Supply chains in the year 2030 will look very little like those of 2000. Already, multinationals are making sweeping changes to the way they design, create, and move products in response to competitive, environmental, and societal pressures. However, there is still a lot of work to do. Supply chains are still largely stuck using a linear framework which is proving wasteful for the economy and harmful to the environment. For example, in Ontario alone, 75 per cent of waste still ends up in a landfill and so much potential value is lost.
The Supply Chain 2030 panel led by Ivey's Jury Gualandris looked at the challenges and opportunities of moving towards a more circular economy where materials are more readily recovered and re-used along the supply chain. According to Gualandris, this shift will require collaboration "to be built inter-organizationally, but also intra-organizationally working together with procurement and innovation teams. There will be conflicts but a community based approach might actually help.”
Nadine Gudz, Interface Canada - on changing the conversations with suppliers:
"It was a pretty big demand to ask suppliers to join us on our sustainability mission, which was essentially defined as eliminating any negative environmental impact throughout its supply chain by 2020. The only way to get our products to zero carbon footprint, zero chemicals of concern, zero virgin raw materials depends fundamentally on their (suppliers) practices. So investing in suppliers and changing those conversations, as well as having big mission and transformation conversations is a big part of that, but not sustainable in the long term. That requires of lot of investment."
John Coyne, Unilever - on ensuring material recovery is a priority:
We have completely and utterly inadequate recovery systems everywhere. And until we apply ourselves from a policy point of view and a commercial point of view to ensuring that we actually apply ourselves to the belief that recovery is a good thing our costs are going to increase at an unbelievable rate. The trajectory of cost increases in this area is really quite remarkable. We have all the data to tell us that, we just don’t have the policies in place to fix the problem. And that’s a problem for big businesses and it’s a problem for little businesses. So thinking about it at the back end of the supply chain for things like paper and packaging, you can apply it to almost any material. There is very little in this world that we should not be recovering, or should not in some way be re-utilizing or recycling. We are no where near close to being adequate in this space. When is comes to things like packaging about 11 per cent of the material gets recycled. That’s just appalling. Until we collectively decide that we want to make a substantive and substantial change in that way, we are going to make incremental improvements in that area, but we are not going to make a lot of progress."

■ DIRECTIONS FOR THIS TASK: Print, word for word, the stretch of the supply chain article from "Supply chains in" up to and including "value is lost.".

A block of data
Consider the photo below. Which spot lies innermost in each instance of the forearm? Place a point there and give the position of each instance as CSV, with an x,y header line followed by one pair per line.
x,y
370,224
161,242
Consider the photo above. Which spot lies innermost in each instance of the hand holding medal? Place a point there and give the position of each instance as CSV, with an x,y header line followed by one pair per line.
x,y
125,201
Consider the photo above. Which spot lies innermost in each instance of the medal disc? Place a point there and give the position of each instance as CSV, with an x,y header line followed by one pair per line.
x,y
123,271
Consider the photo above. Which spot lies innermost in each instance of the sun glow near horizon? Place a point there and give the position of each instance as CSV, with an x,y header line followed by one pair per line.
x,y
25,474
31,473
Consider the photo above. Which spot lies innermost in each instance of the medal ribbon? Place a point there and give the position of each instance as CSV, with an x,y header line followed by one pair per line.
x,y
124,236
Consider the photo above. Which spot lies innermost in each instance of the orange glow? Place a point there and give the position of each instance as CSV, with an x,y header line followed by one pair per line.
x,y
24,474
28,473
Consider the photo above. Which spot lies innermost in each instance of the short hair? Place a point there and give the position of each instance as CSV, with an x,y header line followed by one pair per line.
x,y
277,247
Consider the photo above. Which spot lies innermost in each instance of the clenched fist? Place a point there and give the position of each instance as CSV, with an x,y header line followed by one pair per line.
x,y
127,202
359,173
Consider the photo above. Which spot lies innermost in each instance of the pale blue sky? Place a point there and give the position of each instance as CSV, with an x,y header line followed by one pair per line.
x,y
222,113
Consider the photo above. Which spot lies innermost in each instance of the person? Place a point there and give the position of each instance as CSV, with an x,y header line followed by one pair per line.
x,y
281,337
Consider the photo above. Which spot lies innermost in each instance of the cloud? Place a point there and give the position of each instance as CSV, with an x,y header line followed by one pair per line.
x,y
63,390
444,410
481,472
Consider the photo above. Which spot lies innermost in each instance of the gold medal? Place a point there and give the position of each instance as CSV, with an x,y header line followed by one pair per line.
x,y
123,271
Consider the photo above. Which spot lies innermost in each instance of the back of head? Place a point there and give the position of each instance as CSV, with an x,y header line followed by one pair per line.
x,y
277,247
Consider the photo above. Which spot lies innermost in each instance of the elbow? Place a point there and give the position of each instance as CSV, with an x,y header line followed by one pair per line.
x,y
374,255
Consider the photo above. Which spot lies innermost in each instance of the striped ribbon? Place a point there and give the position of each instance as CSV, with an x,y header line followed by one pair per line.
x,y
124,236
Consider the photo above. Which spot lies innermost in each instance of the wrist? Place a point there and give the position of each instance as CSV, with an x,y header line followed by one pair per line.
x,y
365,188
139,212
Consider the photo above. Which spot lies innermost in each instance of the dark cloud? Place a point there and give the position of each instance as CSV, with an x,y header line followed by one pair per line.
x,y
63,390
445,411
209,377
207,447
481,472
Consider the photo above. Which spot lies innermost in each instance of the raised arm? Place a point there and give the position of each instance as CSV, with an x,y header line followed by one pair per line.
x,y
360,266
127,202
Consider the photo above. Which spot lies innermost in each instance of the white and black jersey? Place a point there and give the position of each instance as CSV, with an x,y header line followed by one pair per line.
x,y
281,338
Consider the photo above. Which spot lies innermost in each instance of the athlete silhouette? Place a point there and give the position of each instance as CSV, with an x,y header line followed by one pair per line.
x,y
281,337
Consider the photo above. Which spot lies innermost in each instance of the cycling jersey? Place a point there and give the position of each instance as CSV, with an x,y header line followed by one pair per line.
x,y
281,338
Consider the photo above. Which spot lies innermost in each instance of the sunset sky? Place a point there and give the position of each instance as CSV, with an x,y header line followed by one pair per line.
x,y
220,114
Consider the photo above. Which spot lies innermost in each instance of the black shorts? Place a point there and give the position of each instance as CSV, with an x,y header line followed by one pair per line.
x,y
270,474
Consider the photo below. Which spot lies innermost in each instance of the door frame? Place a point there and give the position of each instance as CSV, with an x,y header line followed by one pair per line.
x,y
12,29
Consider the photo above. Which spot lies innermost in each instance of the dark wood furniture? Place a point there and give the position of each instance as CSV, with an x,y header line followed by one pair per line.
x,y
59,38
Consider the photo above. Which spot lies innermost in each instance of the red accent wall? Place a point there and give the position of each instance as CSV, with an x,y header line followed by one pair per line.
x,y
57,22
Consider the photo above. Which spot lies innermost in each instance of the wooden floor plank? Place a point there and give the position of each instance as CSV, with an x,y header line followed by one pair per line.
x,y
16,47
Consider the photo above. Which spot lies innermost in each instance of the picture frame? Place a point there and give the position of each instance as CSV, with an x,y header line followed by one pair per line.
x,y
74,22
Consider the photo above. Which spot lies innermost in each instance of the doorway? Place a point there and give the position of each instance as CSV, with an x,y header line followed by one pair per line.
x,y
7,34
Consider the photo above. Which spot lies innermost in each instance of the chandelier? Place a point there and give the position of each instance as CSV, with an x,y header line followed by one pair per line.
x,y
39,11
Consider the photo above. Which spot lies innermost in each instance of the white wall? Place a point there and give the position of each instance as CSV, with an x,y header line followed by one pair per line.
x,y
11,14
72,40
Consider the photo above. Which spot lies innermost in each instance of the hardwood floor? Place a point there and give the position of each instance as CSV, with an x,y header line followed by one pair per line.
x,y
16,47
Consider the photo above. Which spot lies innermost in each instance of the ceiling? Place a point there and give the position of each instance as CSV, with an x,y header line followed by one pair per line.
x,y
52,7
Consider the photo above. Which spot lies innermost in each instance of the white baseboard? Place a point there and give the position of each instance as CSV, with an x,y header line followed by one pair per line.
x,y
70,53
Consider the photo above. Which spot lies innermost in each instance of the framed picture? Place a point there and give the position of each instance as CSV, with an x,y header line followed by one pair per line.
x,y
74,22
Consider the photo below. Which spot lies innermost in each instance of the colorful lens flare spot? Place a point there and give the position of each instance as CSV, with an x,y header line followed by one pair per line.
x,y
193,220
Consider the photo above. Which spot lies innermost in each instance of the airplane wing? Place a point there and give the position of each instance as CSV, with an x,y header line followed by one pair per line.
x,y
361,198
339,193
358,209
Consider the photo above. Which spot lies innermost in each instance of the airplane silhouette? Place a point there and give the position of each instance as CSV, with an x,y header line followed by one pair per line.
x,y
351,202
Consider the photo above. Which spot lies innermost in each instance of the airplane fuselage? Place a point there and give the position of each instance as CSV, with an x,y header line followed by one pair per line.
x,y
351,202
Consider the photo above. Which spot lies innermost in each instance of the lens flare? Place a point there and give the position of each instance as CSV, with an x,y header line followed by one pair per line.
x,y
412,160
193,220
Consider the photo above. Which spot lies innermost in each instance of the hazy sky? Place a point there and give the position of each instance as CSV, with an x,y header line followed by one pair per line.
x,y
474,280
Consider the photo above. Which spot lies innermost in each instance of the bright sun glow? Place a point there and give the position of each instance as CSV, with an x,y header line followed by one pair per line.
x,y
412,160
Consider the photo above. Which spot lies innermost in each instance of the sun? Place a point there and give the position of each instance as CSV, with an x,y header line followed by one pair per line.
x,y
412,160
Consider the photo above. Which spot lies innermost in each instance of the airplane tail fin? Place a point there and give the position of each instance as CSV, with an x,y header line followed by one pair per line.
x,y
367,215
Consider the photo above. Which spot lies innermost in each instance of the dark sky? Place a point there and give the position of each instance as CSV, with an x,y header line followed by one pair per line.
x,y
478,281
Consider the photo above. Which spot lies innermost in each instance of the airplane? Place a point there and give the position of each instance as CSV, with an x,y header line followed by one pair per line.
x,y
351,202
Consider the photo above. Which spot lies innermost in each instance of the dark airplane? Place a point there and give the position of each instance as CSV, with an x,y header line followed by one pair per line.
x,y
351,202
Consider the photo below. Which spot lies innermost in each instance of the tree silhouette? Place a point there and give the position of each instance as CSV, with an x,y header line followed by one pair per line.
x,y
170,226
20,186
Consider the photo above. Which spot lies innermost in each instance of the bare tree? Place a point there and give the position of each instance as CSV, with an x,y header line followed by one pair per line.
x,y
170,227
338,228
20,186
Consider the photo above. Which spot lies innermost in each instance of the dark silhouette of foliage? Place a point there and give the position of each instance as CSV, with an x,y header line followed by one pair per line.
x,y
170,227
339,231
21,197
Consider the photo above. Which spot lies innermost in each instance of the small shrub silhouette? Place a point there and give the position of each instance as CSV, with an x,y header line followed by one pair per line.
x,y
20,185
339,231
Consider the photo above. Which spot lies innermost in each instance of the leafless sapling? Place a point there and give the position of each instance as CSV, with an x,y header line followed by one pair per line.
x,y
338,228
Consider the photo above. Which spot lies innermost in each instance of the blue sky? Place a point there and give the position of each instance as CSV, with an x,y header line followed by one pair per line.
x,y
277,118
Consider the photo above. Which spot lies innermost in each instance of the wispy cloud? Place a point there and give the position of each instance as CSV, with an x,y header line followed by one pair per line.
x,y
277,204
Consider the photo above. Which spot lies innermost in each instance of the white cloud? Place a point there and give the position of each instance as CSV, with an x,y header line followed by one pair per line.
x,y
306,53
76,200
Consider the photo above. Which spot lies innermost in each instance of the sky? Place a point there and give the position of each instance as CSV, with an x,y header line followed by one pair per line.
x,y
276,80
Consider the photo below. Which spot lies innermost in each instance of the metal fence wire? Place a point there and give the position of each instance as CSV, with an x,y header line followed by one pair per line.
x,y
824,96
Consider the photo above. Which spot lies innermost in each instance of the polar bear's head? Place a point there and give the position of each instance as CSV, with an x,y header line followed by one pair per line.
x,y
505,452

■ OUTPUT OF THE EXERCISE:
Supply chains in the year 2030 will look very little like those of 2000. Already, multinationals are making sweeping changes to the way they design, create, and move products in response to competitive, environmental, and societal pressures. However, there is still a lot of work to do. Supply chains are still largely stuck using a linear framework which is proving wasteful for the economy and harmful to the environment. For example, in Ontario alone, 75 per cent of waste still ends up in a landfill and so much potential value is lost.